Requirement: Could you write out the line containing "For every instance of the leopard's open" and all the lines below it in the data, exactly, through the final one and nothing else?

-----

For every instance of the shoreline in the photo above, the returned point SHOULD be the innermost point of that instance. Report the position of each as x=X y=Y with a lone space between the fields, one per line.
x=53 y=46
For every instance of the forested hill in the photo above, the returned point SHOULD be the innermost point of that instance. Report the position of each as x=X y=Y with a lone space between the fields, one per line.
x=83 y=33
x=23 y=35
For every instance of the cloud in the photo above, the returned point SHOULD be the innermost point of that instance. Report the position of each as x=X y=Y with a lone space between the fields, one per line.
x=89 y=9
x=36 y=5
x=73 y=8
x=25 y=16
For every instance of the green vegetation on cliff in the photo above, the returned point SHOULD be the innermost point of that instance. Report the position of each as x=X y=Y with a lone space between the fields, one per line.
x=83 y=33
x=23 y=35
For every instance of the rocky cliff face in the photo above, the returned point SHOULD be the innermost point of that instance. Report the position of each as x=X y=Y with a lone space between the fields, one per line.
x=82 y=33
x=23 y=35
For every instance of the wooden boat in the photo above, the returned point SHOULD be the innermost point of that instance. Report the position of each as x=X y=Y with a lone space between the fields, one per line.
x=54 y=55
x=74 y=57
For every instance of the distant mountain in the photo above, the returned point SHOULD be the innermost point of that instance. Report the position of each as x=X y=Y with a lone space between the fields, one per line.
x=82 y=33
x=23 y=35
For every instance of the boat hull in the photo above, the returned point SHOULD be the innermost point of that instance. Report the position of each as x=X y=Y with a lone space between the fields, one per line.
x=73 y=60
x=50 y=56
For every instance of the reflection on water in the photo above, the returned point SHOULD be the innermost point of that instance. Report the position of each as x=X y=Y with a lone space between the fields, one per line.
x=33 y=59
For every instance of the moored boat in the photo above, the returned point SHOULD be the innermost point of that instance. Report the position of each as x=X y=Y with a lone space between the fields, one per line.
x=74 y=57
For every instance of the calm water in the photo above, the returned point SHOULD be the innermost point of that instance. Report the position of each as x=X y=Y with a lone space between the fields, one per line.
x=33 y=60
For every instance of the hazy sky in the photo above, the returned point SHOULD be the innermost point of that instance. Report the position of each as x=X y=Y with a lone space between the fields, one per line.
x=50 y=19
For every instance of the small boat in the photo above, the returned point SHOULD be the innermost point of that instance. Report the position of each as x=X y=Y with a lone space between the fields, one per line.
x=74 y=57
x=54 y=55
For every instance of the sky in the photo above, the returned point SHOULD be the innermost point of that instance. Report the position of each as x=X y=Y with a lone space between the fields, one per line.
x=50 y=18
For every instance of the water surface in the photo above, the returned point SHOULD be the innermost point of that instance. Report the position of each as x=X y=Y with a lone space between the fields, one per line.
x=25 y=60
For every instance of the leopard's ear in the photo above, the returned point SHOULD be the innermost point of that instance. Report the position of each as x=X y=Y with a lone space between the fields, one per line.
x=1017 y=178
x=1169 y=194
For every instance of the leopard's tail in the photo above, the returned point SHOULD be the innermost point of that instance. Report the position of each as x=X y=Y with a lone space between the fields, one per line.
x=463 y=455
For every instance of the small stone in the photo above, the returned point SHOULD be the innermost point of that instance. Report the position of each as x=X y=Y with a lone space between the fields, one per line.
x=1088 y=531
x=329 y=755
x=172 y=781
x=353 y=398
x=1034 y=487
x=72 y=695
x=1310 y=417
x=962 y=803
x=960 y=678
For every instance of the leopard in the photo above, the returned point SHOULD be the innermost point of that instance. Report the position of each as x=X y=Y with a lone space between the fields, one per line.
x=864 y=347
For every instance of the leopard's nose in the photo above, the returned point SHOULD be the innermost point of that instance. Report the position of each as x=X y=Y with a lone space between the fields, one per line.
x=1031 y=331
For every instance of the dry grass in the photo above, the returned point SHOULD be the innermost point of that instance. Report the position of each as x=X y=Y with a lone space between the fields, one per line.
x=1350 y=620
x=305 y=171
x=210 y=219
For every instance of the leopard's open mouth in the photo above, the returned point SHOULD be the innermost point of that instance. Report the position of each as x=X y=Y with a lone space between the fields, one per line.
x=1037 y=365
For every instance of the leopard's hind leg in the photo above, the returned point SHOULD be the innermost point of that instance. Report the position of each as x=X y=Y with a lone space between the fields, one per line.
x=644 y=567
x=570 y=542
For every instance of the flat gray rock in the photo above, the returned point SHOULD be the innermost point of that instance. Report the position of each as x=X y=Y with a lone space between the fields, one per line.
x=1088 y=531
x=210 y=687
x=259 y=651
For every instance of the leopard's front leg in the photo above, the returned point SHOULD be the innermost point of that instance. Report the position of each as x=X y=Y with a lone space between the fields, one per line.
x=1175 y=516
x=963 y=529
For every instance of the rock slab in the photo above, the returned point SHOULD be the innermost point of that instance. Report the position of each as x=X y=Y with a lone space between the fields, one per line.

-----

Worked solution:
For every instance of the leopard's open mouth in the photo above, the returned point SHOULD be the innermost point of that instance. Report the position of each as x=X y=Y with a lone space between the fields, one per line.
x=1037 y=365
For every instance of the leopard's hind leg in the photo above, the returned point SHOULD be the innermost point of that instance. Report the position of each as x=X y=Y with a lone space between the fields, one per line.
x=644 y=567
x=570 y=542
For every instance of the flat gray rock in the photo above, the returned point SHOULD be the innermost point of that instance. Report the position of each as x=X y=Y with a lone space between the fields, one per line.
x=1088 y=531
x=210 y=687
x=259 y=651
For every instance of the leopard's front leg in the photo above, the returned point SHOULD be the innermost point of that instance. Report the position of each as x=X y=Y with a lone space between the fields, one per line.
x=1175 y=516
x=963 y=529
For every instance of the rock slab in the photo above, the returned point SHOULD be the innermost point of that instance. Report the position of each as x=X y=Y with a lone space between the fields, one per line.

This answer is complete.